A Trapani il crimine è abbastanza controllato. Il merito è delle forze dell’ordine, della volontà mafiosa che resta comunque legata a questo territorio e alle sue sorti, o di entrambi?

Ci sono stati negli ultimi anni moltissimi interventi atti a sgretolare la struttura mafiosa. E non sto parlando solo di arresti importanti. Si è cercato di indebolire le famiglie mafiose aggredendo il patrimonio dell’holding criminale, principalmente attraverso il sequestro dei beni. Un’azione incisiva che ha sicuramente colpito gli interessi economici di grandi e piccole famiglie mafiose che in passato riuscivano comunque a rimanere forti sul territorio. Se è vero però che l’operazione di contrasto ha indebolito la struttura su più fronti, è altrettanto vero che non l’ha completamente debellata. Questo spiega la nostra presenza e la nostra lotta continua. 


Trapani è da sempre una provincia ad alta densità mafiosa. Oggi cosa nostra rimane legata al territorio come una volta tanto da rintracciarla nella nuova cultura criminale trapanese?

Per quella che è la mia conoscenza del fenomeno c’è stata una trasformazione negli ultimi 20 anni. Siamo passati da una mafia che prediligeva il controllo del territorio che acquisiva e manteneva attraverso gravi delitti. Deposte le armi, finita la guerra, la mafia ha scelto di crescere oltre il territorio: ha scelto di crescere in affari. 


A Trapani si macchiano anche i colletti bianchi?

Dati forniti —

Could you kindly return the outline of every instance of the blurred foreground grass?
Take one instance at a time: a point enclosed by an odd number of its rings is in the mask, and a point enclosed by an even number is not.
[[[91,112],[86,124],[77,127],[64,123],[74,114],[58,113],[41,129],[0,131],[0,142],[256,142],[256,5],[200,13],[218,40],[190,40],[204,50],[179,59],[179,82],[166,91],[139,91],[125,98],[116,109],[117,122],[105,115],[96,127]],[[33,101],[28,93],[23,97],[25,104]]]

Esercizio scritto 1 —
Stabilisci se ciascuna affermazione concorda con il testo sulla mafia a Trapani, rispondendo sì o no e citando esattamente le parole decisive: (a) il sequestro dei beni è stato il mezzo principale per aggredire il patrimonio mafioso; (b) l'azione di contrasto ha eliminato del tutto la struttura mafiosa; (c) la trasformazione della mafia è avvenuta negli ultimi 10 anni.
Esercizio scritto 2 —
Ricopia dal testo sulla mafia a Trapani il tratto da "Per quella che" fino a "i colletti bianchi?".
L'elenco non ha alcun legame con il testo sulla mafia a Trapani.

Risposta completa 1 —
(a) Sì: "principalmente attraverso il sequestro dei beni".
(b) No: "non l’ha completamente debellata".
(c) No: "c’è stata una trasformazione negli ultimi 20 anni".

Risposta completa 2 —
Per quella che è la mia conoscenza del fenomeno c’è stata una trasformazione negli ultimi 20 anni. Siamo passati da una mafia che prediligeva il controllo del territorio che acquisiva e manteneva attraverso gravi delitti. Deposte le armi, finita la guerra, la mafia ha scelto di crescere oltre il territorio: ha scelto di crescere in affari. 


A Trapani si macchiano anche i colletti bianchi?